Rewrite the rows from the start down through the line containing "<point>424,441</point>", replacing "stone" with "rock" and leaving everything else unchanged.

════════════════

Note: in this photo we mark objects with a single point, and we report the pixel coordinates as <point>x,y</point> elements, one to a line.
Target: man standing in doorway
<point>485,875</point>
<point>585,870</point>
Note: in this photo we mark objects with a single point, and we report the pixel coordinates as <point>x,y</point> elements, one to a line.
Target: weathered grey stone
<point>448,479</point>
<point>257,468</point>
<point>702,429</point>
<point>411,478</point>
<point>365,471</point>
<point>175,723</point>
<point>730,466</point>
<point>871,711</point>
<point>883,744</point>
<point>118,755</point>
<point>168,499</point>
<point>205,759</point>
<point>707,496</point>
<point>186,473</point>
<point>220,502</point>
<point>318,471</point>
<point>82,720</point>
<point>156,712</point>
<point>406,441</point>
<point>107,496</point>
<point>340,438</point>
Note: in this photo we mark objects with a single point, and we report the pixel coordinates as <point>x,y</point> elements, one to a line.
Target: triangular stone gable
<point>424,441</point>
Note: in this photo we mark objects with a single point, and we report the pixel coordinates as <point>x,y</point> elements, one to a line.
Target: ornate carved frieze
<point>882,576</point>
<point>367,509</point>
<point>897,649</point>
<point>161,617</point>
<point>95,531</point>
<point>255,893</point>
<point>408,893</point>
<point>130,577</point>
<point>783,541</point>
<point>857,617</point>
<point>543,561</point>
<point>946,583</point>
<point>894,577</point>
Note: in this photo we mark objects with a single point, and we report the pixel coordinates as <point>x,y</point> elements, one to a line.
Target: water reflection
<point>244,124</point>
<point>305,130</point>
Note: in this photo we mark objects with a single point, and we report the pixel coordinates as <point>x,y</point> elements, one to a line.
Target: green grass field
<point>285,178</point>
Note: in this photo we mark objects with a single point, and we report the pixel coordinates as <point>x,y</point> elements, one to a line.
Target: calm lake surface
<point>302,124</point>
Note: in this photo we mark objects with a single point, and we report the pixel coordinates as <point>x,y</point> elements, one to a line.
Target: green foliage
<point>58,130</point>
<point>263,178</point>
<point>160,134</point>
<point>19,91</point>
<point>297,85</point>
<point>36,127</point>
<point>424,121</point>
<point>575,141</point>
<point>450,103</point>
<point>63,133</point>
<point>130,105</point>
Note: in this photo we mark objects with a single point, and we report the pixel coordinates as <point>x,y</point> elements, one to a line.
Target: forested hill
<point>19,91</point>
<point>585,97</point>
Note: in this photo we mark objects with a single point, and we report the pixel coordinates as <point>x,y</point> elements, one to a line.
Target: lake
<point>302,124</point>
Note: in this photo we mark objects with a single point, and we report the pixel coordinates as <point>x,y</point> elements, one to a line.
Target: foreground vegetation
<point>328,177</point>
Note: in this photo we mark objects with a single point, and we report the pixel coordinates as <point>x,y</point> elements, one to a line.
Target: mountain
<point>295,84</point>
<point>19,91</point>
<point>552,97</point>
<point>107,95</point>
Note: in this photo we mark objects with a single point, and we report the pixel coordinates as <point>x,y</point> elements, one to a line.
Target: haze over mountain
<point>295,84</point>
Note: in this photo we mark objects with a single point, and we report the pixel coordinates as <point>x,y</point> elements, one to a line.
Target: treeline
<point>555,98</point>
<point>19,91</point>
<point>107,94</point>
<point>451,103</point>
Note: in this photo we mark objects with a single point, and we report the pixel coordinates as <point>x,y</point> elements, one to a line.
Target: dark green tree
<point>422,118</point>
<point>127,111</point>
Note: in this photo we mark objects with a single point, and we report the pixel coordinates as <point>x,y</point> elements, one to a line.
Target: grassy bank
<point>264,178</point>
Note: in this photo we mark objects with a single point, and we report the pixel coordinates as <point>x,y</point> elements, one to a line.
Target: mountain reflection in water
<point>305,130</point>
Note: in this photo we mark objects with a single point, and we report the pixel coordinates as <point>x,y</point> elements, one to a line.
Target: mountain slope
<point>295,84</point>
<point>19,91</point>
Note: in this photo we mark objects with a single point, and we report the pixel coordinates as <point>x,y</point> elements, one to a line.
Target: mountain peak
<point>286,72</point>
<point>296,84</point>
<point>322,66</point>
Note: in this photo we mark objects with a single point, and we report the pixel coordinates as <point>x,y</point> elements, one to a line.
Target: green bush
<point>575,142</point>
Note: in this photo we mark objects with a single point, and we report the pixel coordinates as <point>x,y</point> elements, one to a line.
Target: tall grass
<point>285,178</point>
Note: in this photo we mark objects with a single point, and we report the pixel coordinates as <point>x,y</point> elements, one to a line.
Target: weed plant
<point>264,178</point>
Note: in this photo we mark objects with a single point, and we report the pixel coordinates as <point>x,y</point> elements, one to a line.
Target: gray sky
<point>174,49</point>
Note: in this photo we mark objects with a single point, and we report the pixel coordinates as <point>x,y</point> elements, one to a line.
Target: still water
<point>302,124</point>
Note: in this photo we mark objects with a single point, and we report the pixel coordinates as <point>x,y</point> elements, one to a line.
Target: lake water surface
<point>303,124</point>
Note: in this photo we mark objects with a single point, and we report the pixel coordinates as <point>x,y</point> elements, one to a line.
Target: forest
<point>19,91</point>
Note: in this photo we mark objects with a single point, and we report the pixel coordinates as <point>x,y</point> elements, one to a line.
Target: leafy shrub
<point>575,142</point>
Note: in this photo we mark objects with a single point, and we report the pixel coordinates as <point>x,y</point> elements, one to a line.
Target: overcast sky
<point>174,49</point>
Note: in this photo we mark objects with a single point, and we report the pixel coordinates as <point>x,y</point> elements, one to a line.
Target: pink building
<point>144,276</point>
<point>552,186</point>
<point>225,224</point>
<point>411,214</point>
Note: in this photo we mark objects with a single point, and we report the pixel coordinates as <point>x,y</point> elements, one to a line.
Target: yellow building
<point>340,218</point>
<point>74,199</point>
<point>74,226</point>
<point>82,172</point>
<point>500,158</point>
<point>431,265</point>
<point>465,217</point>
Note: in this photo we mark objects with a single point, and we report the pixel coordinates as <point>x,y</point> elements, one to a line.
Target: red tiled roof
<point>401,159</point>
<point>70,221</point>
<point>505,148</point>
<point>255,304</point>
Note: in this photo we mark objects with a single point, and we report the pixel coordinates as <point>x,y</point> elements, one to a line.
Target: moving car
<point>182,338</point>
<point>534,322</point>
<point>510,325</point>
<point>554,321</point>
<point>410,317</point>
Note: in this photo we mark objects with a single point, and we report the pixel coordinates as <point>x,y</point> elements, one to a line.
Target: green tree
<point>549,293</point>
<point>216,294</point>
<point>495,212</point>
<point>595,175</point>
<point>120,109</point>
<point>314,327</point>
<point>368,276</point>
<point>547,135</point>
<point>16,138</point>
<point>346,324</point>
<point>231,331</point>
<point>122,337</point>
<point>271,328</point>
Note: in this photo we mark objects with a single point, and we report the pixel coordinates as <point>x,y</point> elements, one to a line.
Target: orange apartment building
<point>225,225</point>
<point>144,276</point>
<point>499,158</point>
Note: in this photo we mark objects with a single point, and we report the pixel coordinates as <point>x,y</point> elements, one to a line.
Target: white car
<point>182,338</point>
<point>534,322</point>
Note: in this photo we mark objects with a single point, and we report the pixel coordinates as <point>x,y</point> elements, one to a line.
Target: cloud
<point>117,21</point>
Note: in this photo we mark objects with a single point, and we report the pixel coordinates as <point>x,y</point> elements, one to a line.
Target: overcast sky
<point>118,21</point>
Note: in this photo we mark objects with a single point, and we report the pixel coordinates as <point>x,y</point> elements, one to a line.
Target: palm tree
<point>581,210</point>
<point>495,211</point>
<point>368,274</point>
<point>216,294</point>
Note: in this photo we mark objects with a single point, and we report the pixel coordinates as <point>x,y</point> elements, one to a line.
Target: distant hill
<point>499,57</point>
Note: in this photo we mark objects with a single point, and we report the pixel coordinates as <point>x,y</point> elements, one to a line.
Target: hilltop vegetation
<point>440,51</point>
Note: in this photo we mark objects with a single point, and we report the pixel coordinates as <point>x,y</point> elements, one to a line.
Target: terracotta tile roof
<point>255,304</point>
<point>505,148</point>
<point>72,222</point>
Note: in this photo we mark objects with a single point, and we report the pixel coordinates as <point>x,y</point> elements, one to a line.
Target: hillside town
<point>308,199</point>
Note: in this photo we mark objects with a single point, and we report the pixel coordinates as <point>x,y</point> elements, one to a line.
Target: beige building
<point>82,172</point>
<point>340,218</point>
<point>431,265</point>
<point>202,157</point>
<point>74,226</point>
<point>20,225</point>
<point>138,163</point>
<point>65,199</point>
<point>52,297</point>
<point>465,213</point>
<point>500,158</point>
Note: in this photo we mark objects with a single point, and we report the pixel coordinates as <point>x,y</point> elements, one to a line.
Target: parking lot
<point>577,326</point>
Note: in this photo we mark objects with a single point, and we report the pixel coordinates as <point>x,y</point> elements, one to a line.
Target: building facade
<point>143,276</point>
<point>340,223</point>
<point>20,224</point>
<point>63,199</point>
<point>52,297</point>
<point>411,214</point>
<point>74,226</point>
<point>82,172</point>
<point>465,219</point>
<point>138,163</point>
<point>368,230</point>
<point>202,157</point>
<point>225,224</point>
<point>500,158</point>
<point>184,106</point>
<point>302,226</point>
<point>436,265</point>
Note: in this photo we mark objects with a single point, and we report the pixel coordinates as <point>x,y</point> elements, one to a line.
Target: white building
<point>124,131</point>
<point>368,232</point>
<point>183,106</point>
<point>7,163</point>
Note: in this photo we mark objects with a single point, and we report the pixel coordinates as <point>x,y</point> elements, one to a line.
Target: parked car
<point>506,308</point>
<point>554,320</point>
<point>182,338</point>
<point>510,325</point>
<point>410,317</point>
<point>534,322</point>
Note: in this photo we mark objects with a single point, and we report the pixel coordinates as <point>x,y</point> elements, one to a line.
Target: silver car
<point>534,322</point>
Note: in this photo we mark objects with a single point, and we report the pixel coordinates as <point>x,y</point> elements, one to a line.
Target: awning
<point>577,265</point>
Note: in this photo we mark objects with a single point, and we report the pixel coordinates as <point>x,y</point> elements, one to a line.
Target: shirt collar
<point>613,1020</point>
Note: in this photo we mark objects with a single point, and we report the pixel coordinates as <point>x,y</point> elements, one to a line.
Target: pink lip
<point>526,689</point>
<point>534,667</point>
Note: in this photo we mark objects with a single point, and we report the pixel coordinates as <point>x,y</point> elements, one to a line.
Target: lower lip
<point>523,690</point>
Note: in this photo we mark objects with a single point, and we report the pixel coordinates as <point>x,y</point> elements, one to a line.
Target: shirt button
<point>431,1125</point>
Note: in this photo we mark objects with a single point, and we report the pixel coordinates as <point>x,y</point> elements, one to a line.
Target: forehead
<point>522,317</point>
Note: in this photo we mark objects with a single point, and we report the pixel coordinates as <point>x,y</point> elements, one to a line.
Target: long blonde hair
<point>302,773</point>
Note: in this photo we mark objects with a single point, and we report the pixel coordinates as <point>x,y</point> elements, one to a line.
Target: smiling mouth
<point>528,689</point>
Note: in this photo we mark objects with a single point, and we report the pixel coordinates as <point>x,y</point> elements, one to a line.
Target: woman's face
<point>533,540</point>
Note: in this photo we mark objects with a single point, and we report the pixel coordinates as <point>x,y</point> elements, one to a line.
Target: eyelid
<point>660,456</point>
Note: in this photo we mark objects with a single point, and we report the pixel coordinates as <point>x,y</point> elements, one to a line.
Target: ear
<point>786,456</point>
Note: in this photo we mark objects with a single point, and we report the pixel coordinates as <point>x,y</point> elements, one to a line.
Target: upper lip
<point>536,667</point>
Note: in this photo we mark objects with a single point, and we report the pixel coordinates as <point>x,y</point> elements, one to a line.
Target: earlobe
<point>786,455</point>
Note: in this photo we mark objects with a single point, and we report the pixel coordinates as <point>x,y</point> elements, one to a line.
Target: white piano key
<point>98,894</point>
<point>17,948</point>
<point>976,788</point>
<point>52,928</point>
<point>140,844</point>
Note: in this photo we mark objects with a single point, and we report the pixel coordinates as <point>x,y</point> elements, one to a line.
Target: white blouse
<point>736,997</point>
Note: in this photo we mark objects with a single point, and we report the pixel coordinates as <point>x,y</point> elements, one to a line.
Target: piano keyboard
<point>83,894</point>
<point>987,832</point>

════════════════

# Solution to the problem
Note: in this photo we mark objects with a single point, and we report the pixel coordinates as <point>x,y</point> elements, one to a line.
Target: man standing in doorway
<point>485,875</point>
<point>585,870</point>
Note: in this photo we mark objects with a single point, and we report the pixel coordinates as <point>x,y</point> elements, one to a line.
Target: weathered grey rock
<point>448,479</point>
<point>257,468</point>
<point>702,429</point>
<point>411,478</point>
<point>365,471</point>
<point>175,723</point>
<point>730,466</point>
<point>871,711</point>
<point>883,744</point>
<point>118,755</point>
<point>168,499</point>
<point>205,759</point>
<point>707,496</point>
<point>186,473</point>
<point>220,502</point>
<point>318,471</point>
<point>82,720</point>
<point>156,712</point>
<point>406,441</point>
<point>107,496</point>
<point>340,438</point>
Note: in this photo we mark objects with a single point, and we report the pixel coordinates as <point>x,y</point> elements, one to a line.
Target: triangular rock gable
<point>424,441</point>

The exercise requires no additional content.